- _TASK GOAL_: Reproduce only the stretch from the line that contains "Reviewer note: confirm that every instance of the residential" through the end of the items, changing "Reviewer note" to "Annotator note" and leaving everything else the same.

- _TASK INPUT_:
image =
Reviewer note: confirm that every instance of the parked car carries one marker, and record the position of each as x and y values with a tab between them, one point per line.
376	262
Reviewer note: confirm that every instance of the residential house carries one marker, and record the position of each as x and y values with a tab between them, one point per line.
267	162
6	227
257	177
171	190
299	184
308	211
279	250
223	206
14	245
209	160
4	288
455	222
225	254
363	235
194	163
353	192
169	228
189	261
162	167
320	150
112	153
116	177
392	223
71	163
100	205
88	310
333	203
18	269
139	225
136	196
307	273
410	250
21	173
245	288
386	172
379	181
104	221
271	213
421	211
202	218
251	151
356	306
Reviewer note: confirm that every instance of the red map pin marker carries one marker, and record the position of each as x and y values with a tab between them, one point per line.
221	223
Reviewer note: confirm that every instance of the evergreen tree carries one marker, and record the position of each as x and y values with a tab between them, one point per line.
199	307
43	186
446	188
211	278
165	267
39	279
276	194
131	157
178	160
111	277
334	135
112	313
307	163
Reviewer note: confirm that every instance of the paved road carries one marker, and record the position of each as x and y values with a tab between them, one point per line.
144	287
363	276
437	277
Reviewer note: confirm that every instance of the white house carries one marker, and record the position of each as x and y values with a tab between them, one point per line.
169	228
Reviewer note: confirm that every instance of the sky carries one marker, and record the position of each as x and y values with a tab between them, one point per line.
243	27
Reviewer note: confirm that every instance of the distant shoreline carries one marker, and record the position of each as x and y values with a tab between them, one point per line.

- _THE RESULT_:
Annotator note: confirm that every instance of the residential house carries one marker, and record the position of each as x and y values with a tab between them, one point per line.
267	162
6	227
257	177
171	190
299	184
308	211
279	250
223	206
14	245
209	160
4	288
455	222
225	254
363	235
194	163
353	192
169	228
189	261
162	167
320	150
112	153
116	177
392	223
71	163
100	205
88	310
333	203
18	269
139	225
136	196
307	273
410	250
21	173
245	288
386	172
379	181
104	221
271	213
421	211
202	218
251	151
356	306
Annotator note: confirm that every instance of the red map pin marker carries one marker, and record the position of each as x and y values with a tab between them, one point per line.
221	223
Annotator note: confirm that every instance of the evergreen tree carries one marker, and record the position of each as x and y values with a tab between them, one point per line.
199	307
43	186
446	188
211	278
165	267
39	279
276	194
131	157
178	160
111	277
334	135
112	313
307	163
Annotator note: confirm that every instance of the paved road carries one marker, and record the position of each as x and y values with a tab between them, one point per line.
144	287
363	276
437	277
Annotator note: confirm that every instance of the white house carries one marker, and record the position of each as x and y values with a tab between them, one point per line.
169	228
Annotator note: confirm that every instance of the sky carries one marker, and record the position of each as x and y values with a tab between them, one point per line.
243	27
Annotator note: confirm that every instance of the distant shoreline carries one marker, and record the position of each as x and y values with a tab between them, one point per line.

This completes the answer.